Ramesses - Misanthropic Alchemy (re-release)
Ritual Productions
Doom
Disc 1: 9 songs (1:02:13) Disc 2: 9 songs (1:11:17)
Release year: 2013
Ritual Productions
Reviewed by Goat

After the sad news that ex-Electric Wizard doom-mongers Ramesses have split up, this comes as something of a consolation prize for fans of the little-known but highly-regarded trio. A re-release of their debut album with added bonuses in the form of rare EPs and live tracks, Misanthropic Alchemy is a solid blackened monolith of doom that will please your ears immensely. As fans will be aware, Ramesses play a particularly underground and gnarly sort of doom, wrapped up in black metal's occult cloak and dipped into a dank and grimy form of sludge, and it's at its darkest and dankest here. Taking the CDs in turn, the first containing the original Misanthropic Alchemy album from 2007, Ramesses – Part I storms in like an upbeat Hellhammer, all battering drums and crushing riffs, leading to the slower and long Ramesses – Part III. This is where things get truly doomy, the song crawling and groovy like a zombified Electric Wizard, the first clean vocals rising out of the fuzz. It's all about the swampy harshness, however, the throaty growl of Adam Richardson fitting the music far better than his Osbornian wail. Yet whichever he uses, from that moment on the music only seems to get slower and darker, Lords Misrule a dying shuffle at first before gaining an additional dose of life and perking into a stoner-y gallop.

**SUPPLIED ENTRIES:**
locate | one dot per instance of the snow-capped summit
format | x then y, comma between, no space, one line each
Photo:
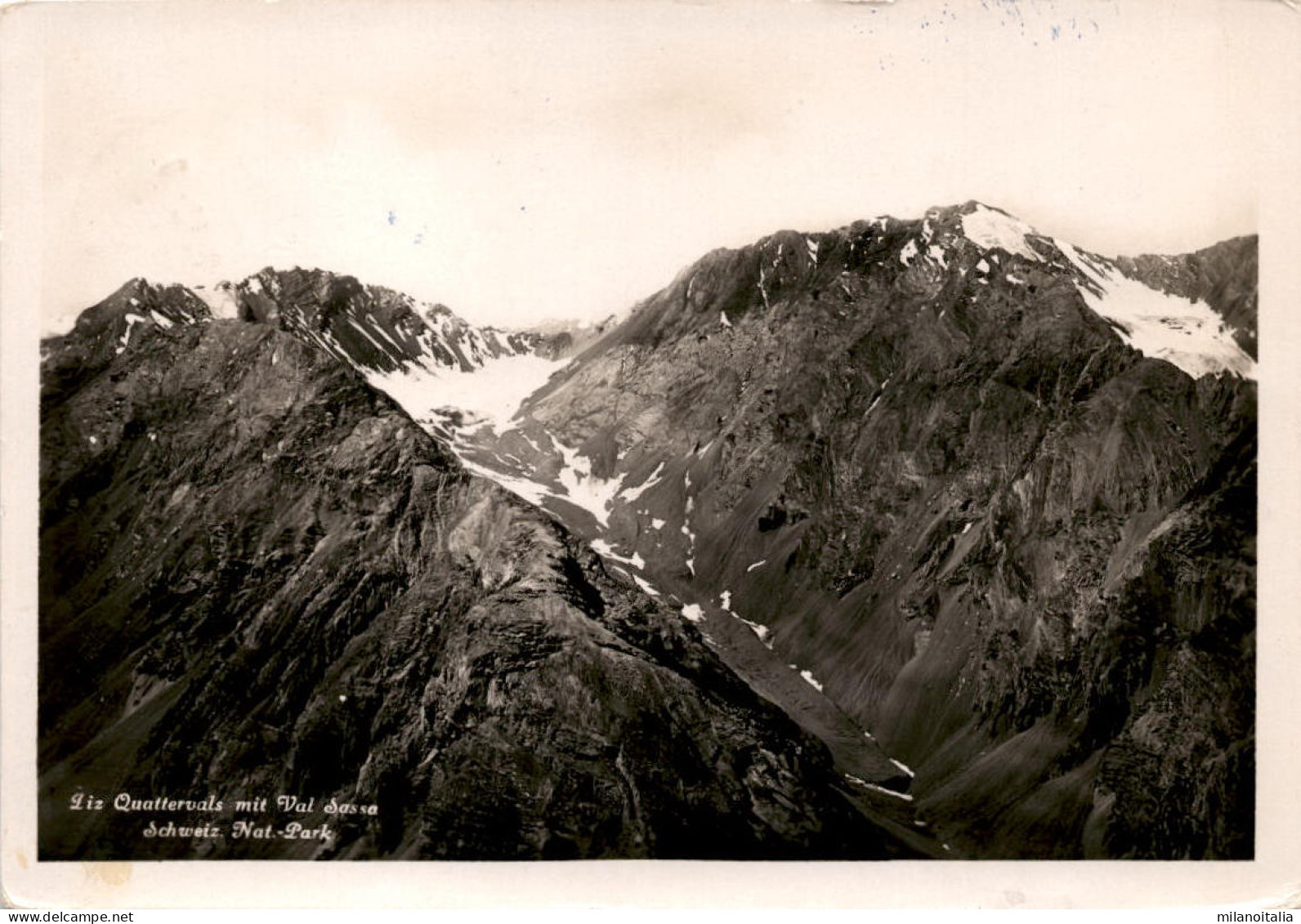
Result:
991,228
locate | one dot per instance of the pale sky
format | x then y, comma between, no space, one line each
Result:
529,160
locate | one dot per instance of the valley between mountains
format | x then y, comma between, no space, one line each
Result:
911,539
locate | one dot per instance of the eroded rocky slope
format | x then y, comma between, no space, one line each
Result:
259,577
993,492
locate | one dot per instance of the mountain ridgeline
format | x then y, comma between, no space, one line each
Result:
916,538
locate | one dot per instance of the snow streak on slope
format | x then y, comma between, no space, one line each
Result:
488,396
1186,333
---
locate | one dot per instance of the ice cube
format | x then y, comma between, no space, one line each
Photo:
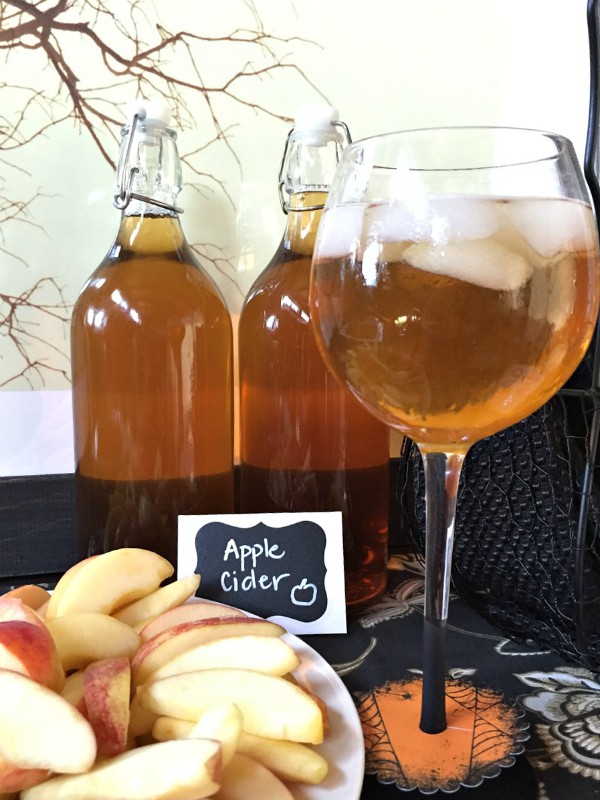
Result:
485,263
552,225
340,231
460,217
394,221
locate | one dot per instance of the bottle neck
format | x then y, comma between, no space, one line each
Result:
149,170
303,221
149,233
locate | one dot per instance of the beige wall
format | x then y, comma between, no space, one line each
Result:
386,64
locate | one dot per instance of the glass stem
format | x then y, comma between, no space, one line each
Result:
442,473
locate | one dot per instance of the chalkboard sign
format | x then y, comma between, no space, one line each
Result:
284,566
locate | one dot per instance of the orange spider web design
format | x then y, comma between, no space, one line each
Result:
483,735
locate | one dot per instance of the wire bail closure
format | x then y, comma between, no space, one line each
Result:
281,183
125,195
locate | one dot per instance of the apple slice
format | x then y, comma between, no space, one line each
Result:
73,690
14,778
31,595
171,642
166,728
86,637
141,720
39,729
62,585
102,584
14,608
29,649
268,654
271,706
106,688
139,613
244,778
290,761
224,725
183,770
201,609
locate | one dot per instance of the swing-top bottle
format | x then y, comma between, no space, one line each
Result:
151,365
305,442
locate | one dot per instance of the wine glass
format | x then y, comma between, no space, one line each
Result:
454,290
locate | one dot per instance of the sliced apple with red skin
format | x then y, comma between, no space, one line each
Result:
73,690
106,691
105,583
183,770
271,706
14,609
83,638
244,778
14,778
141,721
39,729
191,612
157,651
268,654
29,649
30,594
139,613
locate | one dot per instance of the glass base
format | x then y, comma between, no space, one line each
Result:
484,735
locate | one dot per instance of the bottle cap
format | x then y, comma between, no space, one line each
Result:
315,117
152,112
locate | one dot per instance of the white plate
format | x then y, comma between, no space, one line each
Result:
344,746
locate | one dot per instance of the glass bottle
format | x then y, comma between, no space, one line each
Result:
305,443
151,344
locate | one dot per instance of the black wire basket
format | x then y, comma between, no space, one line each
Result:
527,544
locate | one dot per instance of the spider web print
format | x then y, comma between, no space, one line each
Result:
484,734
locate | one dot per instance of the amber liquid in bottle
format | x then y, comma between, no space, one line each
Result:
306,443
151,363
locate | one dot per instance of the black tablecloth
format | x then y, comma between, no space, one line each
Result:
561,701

**SHORT TASK:**
According to the album review, in what year was the original Misanthropic Alchemy album first released?

**RESULT:**
2007